What is expected: The records should be repeated word for word, pictures excluded.

Available data:
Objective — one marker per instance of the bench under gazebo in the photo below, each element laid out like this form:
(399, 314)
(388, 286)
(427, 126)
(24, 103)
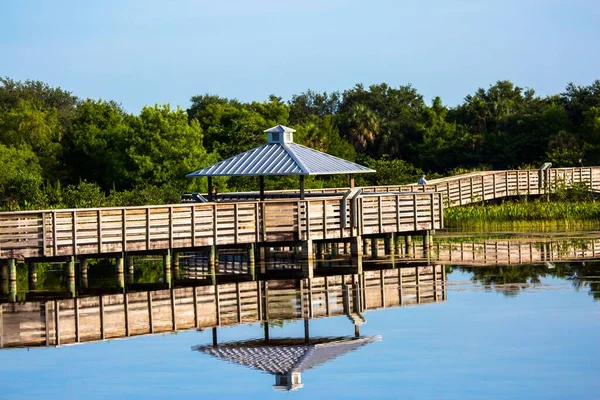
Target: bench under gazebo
(280, 156)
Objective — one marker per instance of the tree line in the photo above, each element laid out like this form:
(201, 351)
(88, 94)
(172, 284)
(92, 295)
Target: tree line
(58, 150)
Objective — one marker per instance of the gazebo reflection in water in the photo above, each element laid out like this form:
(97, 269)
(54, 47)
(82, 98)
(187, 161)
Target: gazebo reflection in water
(287, 358)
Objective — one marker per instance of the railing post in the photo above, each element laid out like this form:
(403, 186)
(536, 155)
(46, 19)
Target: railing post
(416, 227)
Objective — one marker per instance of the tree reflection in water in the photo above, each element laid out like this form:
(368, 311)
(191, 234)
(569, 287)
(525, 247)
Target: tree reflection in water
(510, 280)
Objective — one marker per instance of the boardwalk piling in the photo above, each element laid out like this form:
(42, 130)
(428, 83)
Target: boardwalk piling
(175, 265)
(32, 276)
(70, 267)
(120, 269)
(308, 262)
(83, 269)
(130, 270)
(167, 268)
(251, 261)
(12, 280)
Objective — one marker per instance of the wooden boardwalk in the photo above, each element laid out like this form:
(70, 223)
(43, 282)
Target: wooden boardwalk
(512, 252)
(57, 322)
(379, 210)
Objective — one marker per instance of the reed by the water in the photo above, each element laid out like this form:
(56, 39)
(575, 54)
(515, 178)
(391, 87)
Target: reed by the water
(527, 211)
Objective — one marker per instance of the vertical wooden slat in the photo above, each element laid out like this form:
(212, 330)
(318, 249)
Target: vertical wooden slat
(434, 283)
(239, 301)
(324, 204)
(170, 227)
(382, 284)
(400, 289)
(54, 238)
(76, 315)
(148, 228)
(415, 212)
(47, 322)
(307, 208)
(74, 231)
(150, 318)
(102, 330)
(259, 299)
(266, 304)
(215, 225)
(99, 225)
(256, 223)
(472, 191)
(432, 209)
(441, 211)
(217, 305)
(397, 213)
(327, 307)
(195, 299)
(193, 209)
(235, 223)
(380, 214)
(173, 312)
(417, 285)
(44, 234)
(124, 229)
(126, 311)
(56, 322)
(263, 221)
(483, 187)
(310, 306)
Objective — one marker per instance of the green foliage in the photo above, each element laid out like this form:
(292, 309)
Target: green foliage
(521, 211)
(389, 172)
(57, 150)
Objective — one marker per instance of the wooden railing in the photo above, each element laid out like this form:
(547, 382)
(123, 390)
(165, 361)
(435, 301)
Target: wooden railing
(508, 252)
(382, 209)
(471, 187)
(56, 322)
(75, 232)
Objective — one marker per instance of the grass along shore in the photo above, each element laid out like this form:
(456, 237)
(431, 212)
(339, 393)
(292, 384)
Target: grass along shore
(522, 211)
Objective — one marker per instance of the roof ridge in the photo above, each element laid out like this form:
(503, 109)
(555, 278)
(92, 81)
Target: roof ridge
(291, 153)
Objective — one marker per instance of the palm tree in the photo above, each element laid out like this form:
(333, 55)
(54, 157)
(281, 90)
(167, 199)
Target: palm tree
(363, 126)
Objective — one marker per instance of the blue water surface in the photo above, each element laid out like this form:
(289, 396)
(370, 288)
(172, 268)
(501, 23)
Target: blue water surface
(542, 343)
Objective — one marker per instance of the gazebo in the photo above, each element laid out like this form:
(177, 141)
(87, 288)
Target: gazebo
(280, 156)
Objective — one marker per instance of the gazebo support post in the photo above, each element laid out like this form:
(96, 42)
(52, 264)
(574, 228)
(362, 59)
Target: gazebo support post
(301, 187)
(261, 180)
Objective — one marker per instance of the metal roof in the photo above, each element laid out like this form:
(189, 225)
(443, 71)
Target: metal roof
(281, 159)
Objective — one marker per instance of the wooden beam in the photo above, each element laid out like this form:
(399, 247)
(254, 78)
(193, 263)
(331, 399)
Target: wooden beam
(76, 315)
(56, 323)
(261, 182)
(102, 331)
(126, 311)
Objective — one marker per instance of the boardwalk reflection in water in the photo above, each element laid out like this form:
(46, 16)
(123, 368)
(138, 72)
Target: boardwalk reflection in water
(82, 319)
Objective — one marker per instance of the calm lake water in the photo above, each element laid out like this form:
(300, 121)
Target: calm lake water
(503, 332)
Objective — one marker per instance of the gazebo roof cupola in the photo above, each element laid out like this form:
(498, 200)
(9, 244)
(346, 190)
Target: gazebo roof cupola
(280, 134)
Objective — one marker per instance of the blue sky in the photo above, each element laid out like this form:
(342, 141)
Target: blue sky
(142, 52)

Task answer:
Objective — one marker per instance of the bench under gazebo in the photo below, each element laid out like this form:
(399, 314)
(388, 286)
(427, 126)
(24, 103)
Target: bench under gazebo
(280, 156)
Objective — one marker per instance of the tree line in the photo above, each element laid out like this form:
(201, 351)
(88, 94)
(172, 284)
(92, 295)
Target: tree line
(58, 150)
Objective — one marker per instance of the gazebo reflection in water in the photo above, each element laid out like this form:
(97, 269)
(54, 47)
(82, 98)
(187, 161)
Target: gazebo reflection in water
(287, 358)
Objective — one marker per instance of the railing post in the photo above, each element laid out like this form:
(403, 186)
(536, 155)
(46, 19)
Target: railing post
(416, 227)
Objective — one marker per instance of the tree reflection in water in the photo above, each element laid out like this form:
(368, 311)
(191, 234)
(569, 287)
(525, 247)
Target: tree reflection in water
(510, 280)
Objective — one marker per instance of the boardwalk piling in the photo above, each element laid out like this form:
(42, 130)
(428, 83)
Target: boardwalk piling
(175, 265)
(32, 276)
(70, 267)
(120, 269)
(308, 262)
(83, 269)
(130, 270)
(167, 268)
(251, 261)
(12, 280)
Objective — one marker per instance of the wooden boardwalk in the photo above, each element laid out like this form:
(70, 223)
(43, 282)
Target: wooden boardwalk
(512, 252)
(57, 322)
(379, 210)
Objective — one marker per instance of the reed by the water in the photo above, each element laid out like this form:
(56, 39)
(575, 54)
(515, 178)
(391, 87)
Target: reed by the water
(527, 211)
Objective — one marker per instance of the vertical wooden slat in the photo above, each element laid out like this form:
(212, 330)
(318, 249)
Target: vertical wooden slat
(434, 283)
(239, 301)
(324, 204)
(170, 227)
(382, 284)
(400, 289)
(54, 238)
(76, 315)
(148, 228)
(415, 212)
(47, 322)
(307, 208)
(74, 231)
(150, 318)
(102, 330)
(259, 299)
(266, 304)
(215, 225)
(99, 225)
(256, 223)
(472, 191)
(432, 209)
(441, 211)
(217, 305)
(397, 213)
(327, 307)
(195, 299)
(193, 209)
(235, 223)
(380, 214)
(173, 312)
(417, 285)
(44, 234)
(124, 229)
(126, 311)
(56, 322)
(263, 221)
(483, 187)
(310, 306)
Objective — one marker per instance of the green foliage in the photo above, each element laid out like this form:
(292, 309)
Target: green foliage
(521, 211)
(389, 172)
(57, 150)
Objective — one marker per instance of the wooden railing in the photo above, each element laid out like this form:
(547, 382)
(123, 390)
(165, 361)
(435, 301)
Target: wooden railing
(508, 252)
(382, 209)
(471, 187)
(56, 322)
(75, 232)
Objective — one marker per instance of the grass along shore in the photo above, each element laid out like this form:
(456, 237)
(431, 212)
(339, 393)
(292, 384)
Target: grass along shore
(522, 211)
Objective — one marker per instance of the roof ridge in the photo above, each element laid out like this form:
(503, 109)
(555, 278)
(92, 81)
Target: roof ridge
(291, 153)
Objective — one marker per instance of the palm tree in the photo above, each element laid out like this form:
(333, 55)
(54, 157)
(281, 90)
(167, 199)
Target: palm tree
(363, 126)
Objective — one marker per instance of the blue water surface in the photo above, each element laid out like this form:
(289, 396)
(370, 288)
(172, 268)
(501, 23)
Target: blue water surface
(542, 343)
Objective — one marker per instance of the gazebo in the photo above, each element laid out like this form:
(177, 141)
(87, 288)
Target: gazebo
(280, 156)
Objective — one marker per instance of the gazebo support post in the photo above, each element laid out like this form:
(96, 42)
(52, 264)
(574, 228)
(362, 59)
Target: gazebo support post
(301, 187)
(261, 180)
Objective — one marker per instance of the metal roof in the photo above, each element laid out like this form:
(189, 225)
(443, 71)
Target: metal roof
(281, 159)
Objective — one marker per instance of the wooden beam in the photo above, each element laid out like this form:
(399, 247)
(254, 78)
(193, 263)
(331, 399)
Target: wooden beam
(76, 315)
(56, 323)
(261, 182)
(102, 331)
(126, 311)
Objective — one marker per instance of the boardwalk reflection in water in the photo above, each element laid out like this form:
(46, 16)
(123, 368)
(138, 72)
Target: boardwalk reflection in water
(82, 319)
Objective — one marker per instance of the calm lake water in the photo above, each element laid out like this form:
(300, 121)
Target: calm lake water
(503, 332)
Objective — one marker per instance of the gazebo roof cupola in the photo above, each element laid out like this form:
(498, 200)
(9, 244)
(346, 190)
Target: gazebo roof cupola
(280, 134)
Objective — one marker per instance of the blue sky in the photo above, each element laid out like this form:
(342, 141)
Target: blue sky
(142, 52)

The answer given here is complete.